Real-life Humanure experience - Elizabeth's Skoolie Home

Real-life Humanure experience - Elizabeth's Skoolie Home

Elizabeth and her family have been living in their Skoolie for over three years, first traveling and now stationary on their land in northern Vermont. During that time they've tried several different composting toilets, and are now using the DIY THRONE composting toilet for their family of four. 

They've started their four-season Humanure journey last year and are learning as they go. 

Tell us a bit about you! 

We went off-grid when we began converting our school bus to travel in. We chose a composting toilet to avoid the dreaded black tank. After 3 years of traveling, we bought land and are now living a stationary, homestead-type lifestyle. We are working toward building a house and want to live with a lower impact on the environment, build soil health, and grow food.

We all know life isn't always roses and unicorns. What where some obstacles with transitioning to off-grid life?

Ha! We are 2 toilets in at this point (about to be 3). The first required you to churn it with a crank (too difficult for kids to do) and had to be fully removed and upended to empty. Its solids tank filled about every 2 weeks (MAX) and the liquids tank overflowed multiple times and had to be emptied every 24-48 hours (family of 4). The second toilet didn't require any churning and the solids bucket could go a little longer between emptying but the big improvement is that you just had to lift the bucket out, not the entire toilet. The liquids, we plumbed into a large tank under the bus that we would empty at RV dump stations every couple of months. Now that we are stationary I fill 5-gallon buckets to pee-cycle the liquids in our compost bin and garden. Both of these toilets had one other major issue: cleaning. The first had inaccessible places that the liquids regularly got into. The urine scale builds up and just looks nasty (plus smells nasty). We also toilet paper get jammed in there (kids) that we had to pick out with tweezers. Barf! Toilet 2 has a long narrow tube that drains the liquids to their tank. If not plumbed with a fast enough drop, we learned that scale will build up and have to be snaked from below. By far the grossest chore I've ever done.

What do you love about living off the grid? What do you like, and what did you come to enjoy even though you maybe didn't expect it to?

I love the freedom! As much as repair and maintenance chores can be a hassle, not having to depend on others for certain services means we can decide what we spend money on. Now that we are living stationary, I've found that I bristle at any rule that tells me what I am and am not allowed to do on my own property. I definitely didn't use to be like that! I'm not sure it's a good thing but I do like that I now question what services I need to pay someone else to do versus the ones we can do ourselves if only we can work our way through the red tape.

====

## To do
(1) In the Skoolie interview, retype everything from "Elizabeth and her" down to "bit about you!".
(2) What does the Skoolie interview name as the big improvement of the second toilet over the first, and how does the first toilet's emptying compare?

## Given data

====

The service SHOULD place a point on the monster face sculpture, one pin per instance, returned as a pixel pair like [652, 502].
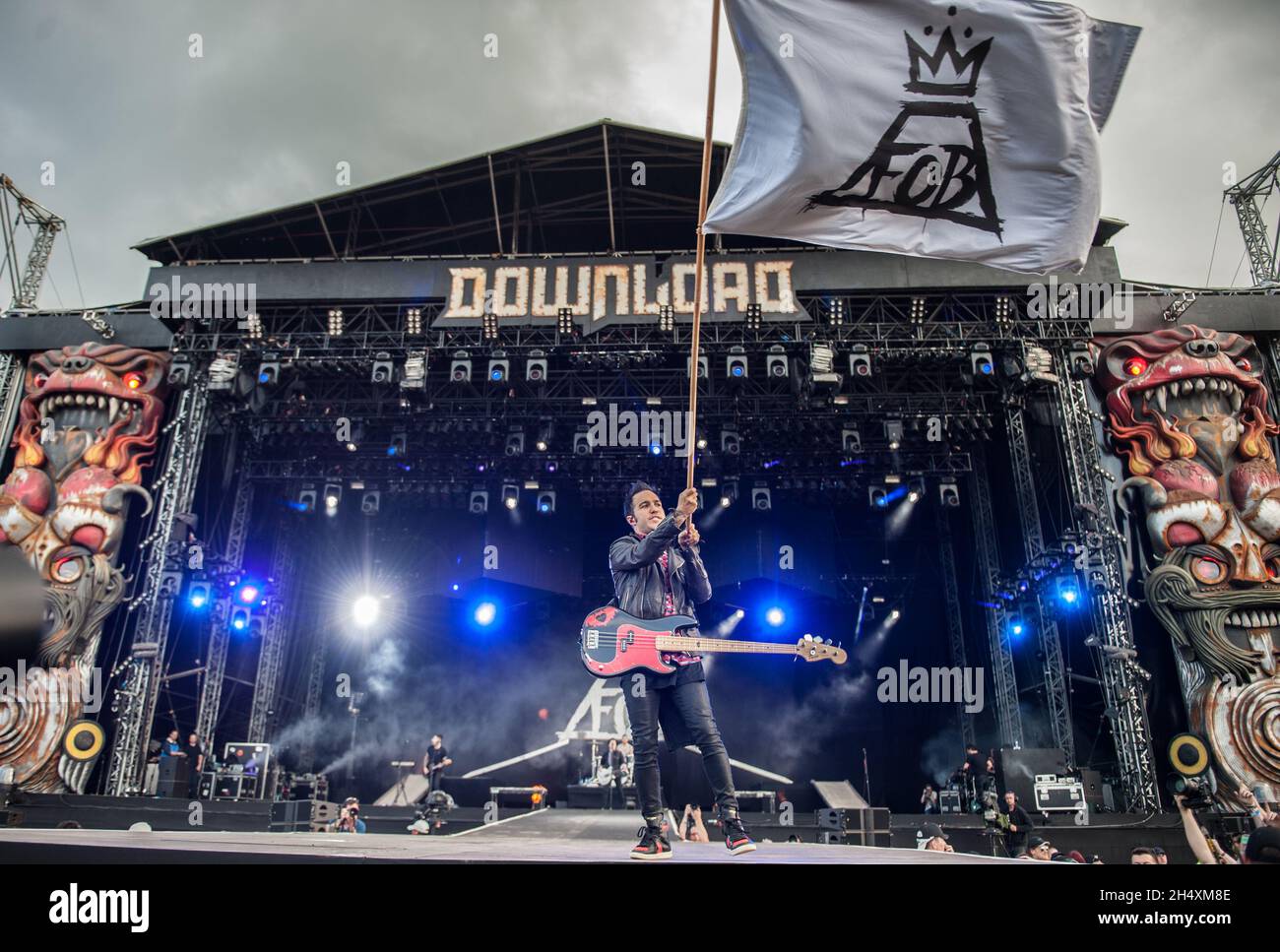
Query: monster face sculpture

====

## The solutions
(1)
Elizabeth and her family have been living in their Skoolie for over three years, first traveling and now stationary on their land in northern Vermont. During that time they've tried several different composting toilets, and are now using the DIY THRONE composting toilet for their family of four. 

They've started their four-season Humanure journey last year and are learning as they go. 

Tell us a bit about you!

(2) With the second toilet, you only had to lift the bucket out to empty it. The first toilet had to be fully removed and upended. The second toilet also needed no churning, and its solids bucket could go a little longer between emptying.